TASK PROMPT
Your output must match the records exactly, line for line.

--- START ---

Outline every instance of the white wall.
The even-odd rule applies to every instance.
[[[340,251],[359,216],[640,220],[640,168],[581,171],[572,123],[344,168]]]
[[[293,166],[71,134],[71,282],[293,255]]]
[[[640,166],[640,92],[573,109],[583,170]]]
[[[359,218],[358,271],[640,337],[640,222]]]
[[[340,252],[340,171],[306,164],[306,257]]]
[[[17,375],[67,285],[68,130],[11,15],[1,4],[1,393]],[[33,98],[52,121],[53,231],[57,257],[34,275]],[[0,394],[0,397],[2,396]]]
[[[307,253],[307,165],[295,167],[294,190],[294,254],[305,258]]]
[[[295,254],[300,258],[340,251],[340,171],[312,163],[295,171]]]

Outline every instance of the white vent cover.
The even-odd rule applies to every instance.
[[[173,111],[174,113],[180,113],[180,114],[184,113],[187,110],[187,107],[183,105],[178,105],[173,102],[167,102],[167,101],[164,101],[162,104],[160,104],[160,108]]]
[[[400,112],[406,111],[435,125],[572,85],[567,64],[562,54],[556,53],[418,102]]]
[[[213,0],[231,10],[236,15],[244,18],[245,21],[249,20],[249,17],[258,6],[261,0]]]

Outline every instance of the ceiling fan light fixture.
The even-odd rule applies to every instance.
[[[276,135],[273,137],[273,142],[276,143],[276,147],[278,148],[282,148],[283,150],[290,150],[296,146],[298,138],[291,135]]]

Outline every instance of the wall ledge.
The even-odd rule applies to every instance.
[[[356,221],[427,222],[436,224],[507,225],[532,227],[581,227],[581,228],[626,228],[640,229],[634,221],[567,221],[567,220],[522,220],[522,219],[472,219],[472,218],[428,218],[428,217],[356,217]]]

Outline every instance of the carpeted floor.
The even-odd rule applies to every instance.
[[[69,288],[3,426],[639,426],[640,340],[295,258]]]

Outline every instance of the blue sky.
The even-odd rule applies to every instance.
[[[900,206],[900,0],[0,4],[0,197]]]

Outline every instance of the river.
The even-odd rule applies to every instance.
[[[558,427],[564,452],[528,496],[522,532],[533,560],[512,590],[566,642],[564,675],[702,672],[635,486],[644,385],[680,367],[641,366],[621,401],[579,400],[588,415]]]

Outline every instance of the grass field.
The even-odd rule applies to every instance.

--- END ---

SOLUTION FOR THIS EXERCISE
Outline every instance of the white wall.
The even-odd rule applies to every instance.
[[[340,251],[359,216],[640,220],[640,168],[581,171],[572,123],[344,168]]]
[[[293,166],[71,134],[71,282],[293,255]]]
[[[640,166],[640,92],[573,109],[583,170]]]
[[[359,218],[358,271],[640,337],[640,222]]]
[[[340,252],[340,171],[306,164],[306,257]]]
[[[17,375],[67,285],[68,130],[11,15],[1,4],[1,393]],[[33,98],[52,121],[53,231],[57,257],[34,275]],[[0,394],[0,397],[2,396]]]
[[[307,253],[307,165],[295,167],[294,190],[294,254],[305,258]]]
[[[295,254],[300,258],[340,251],[340,171],[312,163],[295,171]]]

Outline every instance of the white vent cover.
The even-odd rule applies to every instance.
[[[173,111],[174,113],[180,113],[180,114],[184,113],[187,110],[187,107],[183,105],[178,105],[173,102],[167,102],[167,101],[164,101],[162,104],[160,104],[160,108]]]
[[[400,112],[406,111],[435,125],[572,85],[567,64],[562,54],[556,53],[418,102]]]
[[[213,0],[231,10],[236,15],[244,18],[245,21],[249,20],[249,17],[258,6],[261,0]]]

Outline every instance of the ceiling fan light fixture.
The even-odd rule applies to every instance.
[[[276,135],[273,137],[273,142],[276,143],[276,147],[278,148],[282,148],[283,150],[290,150],[296,146],[298,138],[291,135]]]

Outline every instance of the wall ledge.
The even-odd rule applies to every instance.
[[[356,221],[427,222],[436,224],[507,225],[532,227],[581,227],[581,228],[626,228],[640,229],[634,221],[567,221],[567,220],[522,220],[522,219],[472,219],[472,218],[428,218],[428,217],[356,217]]]

Outline every instance of the carpeted floor.
The even-odd rule applies to every instance.
[[[69,288],[3,426],[639,426],[640,340],[295,258]]]

Outline every instance of the blue sky.
The even-odd rule applies to every instance.
[[[900,206],[900,0],[0,4],[0,197]]]

Outline every instance of the river.
The even-odd rule applies to every instance.
[[[558,427],[564,452],[528,496],[522,532],[533,560],[512,590],[566,642],[564,675],[702,672],[635,486],[644,385],[680,367],[641,366],[621,401],[579,400],[588,415]]]

Outline every instance of the grass field.
The even-odd rule applies to every instance.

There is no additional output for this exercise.